EXERCISE 1:
In the Prometheus tutorial, how long must `up == 0` hold before the InstanceDown alert fires?

EXTRACT TO READ:
Part 5: PromQL (Query Language)

Basic Queries

# CPU usage in the last 5 minutes
rate(node_cpu_seconds_total{mode="user"}[5m])

# Memory usage percentage
(1 - (node_memory_MemAvailable_bytes / node_memory_MemTotal_bytes)) * 100

# HTTP request rate
rate(http_requests_total[5m])

# 95th percentile request latency
histogram_quantile(0.95, rate(http_request_duration_seconds_bucket[5m]))

# Count of errors in last hour
increase(http_errors_total[1h])

Useful Functions

Function	Purpose	Example
`rate()`	Per-second average over time	`rate(counter[5m])`
`increase()`	Total increase over time	`increase(counter[1h])`
`sum()`	Sum of values	`sum(cpu_usage) by (instance)`
`avg()`	Average of values	`avg(memory_usage) by (pod)`
`max()`	Maximum value	`max(latency_seconds)`
`topk()`	Top K values	`topk(10, cpu_usage)`
`histogram_quantile()`	Quantiles from histogram	`histogram_quantile(0.99, latency_bucket)`
`label_replace()`	Modify labels	`label_replace(metric, "new", "$1", "old", "(.*)")`

Common Queries for Dashboards

# CPU usage by instance
100 - (avg(rate(node_cpu_seconds_total{mode="idle"}[5m])) by (instance) * 100)

# Memory usage by instance
(1 - (node_memory_MemAvailable_bytes / node_memory_MemTotal_bytes)) * 100

# Disk usage by mount point
(1 - (node_filesystem_avail_bytes / node_filesystem_size_bytes)) * 100

# Pod restarts per namespace
sum(kube_pod_container_status_restarts_total) by (namespace)

# Failed pods
sum(kube_pod_status_phase{phase="Failed"}) by (namespace)

# API request rate by endpoint
sum(rate(http_requests_total[5m])) by (endpoint, method)

# Error rate percentage
(sum(rate(http_requests_total{status=~"5.."}[5m])) / sum(rate(http_requests_total[5m]))) * 100

Part 6: Alerting with Alertmanager

Prometheus Alert Rules

Create alerts.yml:

groups:
  - name: instance-alerts
    rules:
      # Alert when instance is down
      - alert: InstanceDown
        expr: up == 0
        for: 5m
        labels:
          severity: critical
        annotations:
          summary: "Instance {{ $labels.instance }} is down"
          description: "{{ $labels.instance }} has been down for more than 5 minutes."

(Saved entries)
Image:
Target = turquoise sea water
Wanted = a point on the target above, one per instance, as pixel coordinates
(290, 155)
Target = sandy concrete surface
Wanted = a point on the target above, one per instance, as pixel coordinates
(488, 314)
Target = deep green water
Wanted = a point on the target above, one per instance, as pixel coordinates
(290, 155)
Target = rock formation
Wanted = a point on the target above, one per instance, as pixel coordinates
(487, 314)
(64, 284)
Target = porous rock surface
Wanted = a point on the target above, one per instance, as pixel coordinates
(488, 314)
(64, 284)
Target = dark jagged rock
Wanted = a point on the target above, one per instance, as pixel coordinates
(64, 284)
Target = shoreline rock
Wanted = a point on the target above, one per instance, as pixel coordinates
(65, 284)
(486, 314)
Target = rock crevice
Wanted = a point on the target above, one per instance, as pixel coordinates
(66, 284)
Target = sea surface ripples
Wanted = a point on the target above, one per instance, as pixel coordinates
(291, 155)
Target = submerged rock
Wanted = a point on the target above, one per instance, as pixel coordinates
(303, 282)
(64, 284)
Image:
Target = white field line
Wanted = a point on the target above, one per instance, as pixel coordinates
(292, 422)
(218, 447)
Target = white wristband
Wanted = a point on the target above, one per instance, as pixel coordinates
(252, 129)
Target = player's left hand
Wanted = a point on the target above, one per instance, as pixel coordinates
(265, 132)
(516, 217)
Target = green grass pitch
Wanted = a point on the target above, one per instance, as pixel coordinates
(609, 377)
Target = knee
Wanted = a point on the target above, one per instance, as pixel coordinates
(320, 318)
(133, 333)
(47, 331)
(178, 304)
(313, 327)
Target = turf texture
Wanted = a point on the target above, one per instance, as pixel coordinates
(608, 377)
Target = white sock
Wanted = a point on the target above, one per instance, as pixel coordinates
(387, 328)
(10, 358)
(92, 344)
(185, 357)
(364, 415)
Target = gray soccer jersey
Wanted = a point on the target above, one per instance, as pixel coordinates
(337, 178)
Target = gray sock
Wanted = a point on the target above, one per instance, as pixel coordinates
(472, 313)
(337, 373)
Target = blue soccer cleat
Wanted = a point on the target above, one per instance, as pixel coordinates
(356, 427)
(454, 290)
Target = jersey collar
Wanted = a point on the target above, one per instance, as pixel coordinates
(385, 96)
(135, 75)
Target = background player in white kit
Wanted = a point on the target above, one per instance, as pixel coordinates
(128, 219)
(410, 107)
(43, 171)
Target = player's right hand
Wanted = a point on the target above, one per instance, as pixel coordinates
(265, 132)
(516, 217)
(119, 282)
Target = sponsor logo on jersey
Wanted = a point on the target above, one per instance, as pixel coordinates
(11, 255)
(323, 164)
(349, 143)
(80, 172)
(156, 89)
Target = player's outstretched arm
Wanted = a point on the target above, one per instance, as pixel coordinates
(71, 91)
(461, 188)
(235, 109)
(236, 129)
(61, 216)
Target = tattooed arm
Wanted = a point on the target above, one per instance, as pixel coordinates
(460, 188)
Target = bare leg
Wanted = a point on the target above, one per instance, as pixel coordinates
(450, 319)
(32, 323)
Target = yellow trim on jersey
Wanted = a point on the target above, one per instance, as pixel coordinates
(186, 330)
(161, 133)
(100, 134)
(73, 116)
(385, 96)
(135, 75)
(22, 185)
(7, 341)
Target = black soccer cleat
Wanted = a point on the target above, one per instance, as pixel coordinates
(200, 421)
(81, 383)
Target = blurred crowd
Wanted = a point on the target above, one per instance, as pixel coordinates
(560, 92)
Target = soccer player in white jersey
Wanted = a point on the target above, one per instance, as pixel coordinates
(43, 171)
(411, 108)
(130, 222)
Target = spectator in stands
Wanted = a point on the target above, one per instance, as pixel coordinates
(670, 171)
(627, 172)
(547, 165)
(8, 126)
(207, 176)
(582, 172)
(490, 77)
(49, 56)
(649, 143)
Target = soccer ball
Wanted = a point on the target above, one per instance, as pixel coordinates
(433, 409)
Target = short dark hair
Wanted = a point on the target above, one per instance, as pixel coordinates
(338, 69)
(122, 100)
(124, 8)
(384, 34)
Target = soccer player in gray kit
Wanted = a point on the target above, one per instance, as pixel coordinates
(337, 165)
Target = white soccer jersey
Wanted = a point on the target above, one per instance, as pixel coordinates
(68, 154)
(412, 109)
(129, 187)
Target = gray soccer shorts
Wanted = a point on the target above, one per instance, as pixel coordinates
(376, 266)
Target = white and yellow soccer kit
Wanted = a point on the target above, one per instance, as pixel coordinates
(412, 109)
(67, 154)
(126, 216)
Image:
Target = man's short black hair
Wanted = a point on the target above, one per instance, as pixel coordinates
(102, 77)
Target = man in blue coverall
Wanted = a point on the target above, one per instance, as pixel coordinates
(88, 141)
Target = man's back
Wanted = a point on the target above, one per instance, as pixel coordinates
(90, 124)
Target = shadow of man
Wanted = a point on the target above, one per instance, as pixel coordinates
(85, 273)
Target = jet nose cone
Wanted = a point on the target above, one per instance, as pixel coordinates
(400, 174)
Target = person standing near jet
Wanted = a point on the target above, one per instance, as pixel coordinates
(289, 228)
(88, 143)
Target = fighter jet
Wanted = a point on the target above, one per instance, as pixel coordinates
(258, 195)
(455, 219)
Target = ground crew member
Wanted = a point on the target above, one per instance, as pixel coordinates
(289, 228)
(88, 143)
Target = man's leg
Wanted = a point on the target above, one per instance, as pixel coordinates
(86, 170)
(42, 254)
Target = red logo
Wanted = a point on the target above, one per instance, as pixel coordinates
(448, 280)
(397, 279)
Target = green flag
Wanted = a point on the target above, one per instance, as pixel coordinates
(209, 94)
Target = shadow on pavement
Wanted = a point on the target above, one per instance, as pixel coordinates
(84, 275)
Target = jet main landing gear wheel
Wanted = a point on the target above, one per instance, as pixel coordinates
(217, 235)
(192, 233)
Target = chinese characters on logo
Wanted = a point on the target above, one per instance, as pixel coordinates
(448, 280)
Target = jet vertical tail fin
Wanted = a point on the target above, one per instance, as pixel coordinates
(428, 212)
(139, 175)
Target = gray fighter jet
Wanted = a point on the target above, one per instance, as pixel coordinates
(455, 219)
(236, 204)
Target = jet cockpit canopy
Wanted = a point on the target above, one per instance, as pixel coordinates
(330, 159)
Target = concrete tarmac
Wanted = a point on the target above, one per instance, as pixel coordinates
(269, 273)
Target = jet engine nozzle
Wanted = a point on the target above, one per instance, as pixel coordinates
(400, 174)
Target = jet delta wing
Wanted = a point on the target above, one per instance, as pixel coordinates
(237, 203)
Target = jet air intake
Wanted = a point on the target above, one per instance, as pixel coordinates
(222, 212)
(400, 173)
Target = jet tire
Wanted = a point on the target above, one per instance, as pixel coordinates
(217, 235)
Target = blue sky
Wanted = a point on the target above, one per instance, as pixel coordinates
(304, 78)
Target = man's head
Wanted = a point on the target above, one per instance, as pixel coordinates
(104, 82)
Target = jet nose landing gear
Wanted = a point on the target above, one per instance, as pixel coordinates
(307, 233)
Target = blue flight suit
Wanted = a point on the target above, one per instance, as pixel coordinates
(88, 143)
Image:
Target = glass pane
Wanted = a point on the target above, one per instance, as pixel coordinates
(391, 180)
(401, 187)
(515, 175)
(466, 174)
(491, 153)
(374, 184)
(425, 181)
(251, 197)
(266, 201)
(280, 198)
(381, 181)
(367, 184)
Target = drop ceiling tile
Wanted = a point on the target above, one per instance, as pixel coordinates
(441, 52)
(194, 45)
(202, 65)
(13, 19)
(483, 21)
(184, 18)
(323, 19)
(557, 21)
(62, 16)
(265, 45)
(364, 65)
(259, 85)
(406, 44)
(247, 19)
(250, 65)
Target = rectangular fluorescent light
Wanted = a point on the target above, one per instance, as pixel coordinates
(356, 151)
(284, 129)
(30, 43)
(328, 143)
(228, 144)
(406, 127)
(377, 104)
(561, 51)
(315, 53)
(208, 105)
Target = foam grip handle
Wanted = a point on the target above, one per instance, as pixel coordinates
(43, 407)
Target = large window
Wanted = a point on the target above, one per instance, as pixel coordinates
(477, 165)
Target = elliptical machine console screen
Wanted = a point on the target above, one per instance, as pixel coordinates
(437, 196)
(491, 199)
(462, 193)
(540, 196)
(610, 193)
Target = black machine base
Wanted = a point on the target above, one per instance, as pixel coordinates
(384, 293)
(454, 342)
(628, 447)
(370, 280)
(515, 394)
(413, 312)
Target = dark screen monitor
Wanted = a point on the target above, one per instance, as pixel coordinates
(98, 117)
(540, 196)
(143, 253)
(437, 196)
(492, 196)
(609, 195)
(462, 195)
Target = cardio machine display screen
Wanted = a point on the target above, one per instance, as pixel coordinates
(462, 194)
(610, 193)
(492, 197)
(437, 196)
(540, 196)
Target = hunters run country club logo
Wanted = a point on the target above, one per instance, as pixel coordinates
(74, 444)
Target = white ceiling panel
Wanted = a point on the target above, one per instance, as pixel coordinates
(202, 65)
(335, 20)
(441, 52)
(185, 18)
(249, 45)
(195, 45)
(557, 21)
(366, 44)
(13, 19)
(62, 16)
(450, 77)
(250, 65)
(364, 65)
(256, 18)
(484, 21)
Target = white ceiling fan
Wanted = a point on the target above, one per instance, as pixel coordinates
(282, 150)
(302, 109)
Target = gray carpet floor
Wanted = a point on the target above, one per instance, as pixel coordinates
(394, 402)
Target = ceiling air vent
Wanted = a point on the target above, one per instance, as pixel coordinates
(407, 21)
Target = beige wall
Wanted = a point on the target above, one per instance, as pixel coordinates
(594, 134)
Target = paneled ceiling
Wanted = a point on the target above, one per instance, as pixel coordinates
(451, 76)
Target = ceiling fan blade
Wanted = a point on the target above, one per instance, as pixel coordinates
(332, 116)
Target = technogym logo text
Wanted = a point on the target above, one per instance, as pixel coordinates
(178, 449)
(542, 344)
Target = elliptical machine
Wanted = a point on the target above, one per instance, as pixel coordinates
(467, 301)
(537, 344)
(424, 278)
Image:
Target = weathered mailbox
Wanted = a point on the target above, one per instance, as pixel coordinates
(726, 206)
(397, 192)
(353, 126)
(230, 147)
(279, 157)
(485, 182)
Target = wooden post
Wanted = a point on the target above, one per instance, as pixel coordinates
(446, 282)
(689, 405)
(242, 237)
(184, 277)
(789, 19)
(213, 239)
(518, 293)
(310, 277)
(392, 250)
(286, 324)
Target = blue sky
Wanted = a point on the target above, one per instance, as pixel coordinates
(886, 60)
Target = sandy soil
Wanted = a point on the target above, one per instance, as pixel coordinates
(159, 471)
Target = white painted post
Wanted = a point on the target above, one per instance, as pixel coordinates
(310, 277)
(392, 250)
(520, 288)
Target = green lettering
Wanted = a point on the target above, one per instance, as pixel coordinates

EXERCISE 2:
Which lines of the records contain the word "post"? Pull out each of those lines in full, treating uppercase and lowercase as different.

RESPONSE 1:
5 minutes.

RESPONSE 2:
Target = wooden post
Target = white painted post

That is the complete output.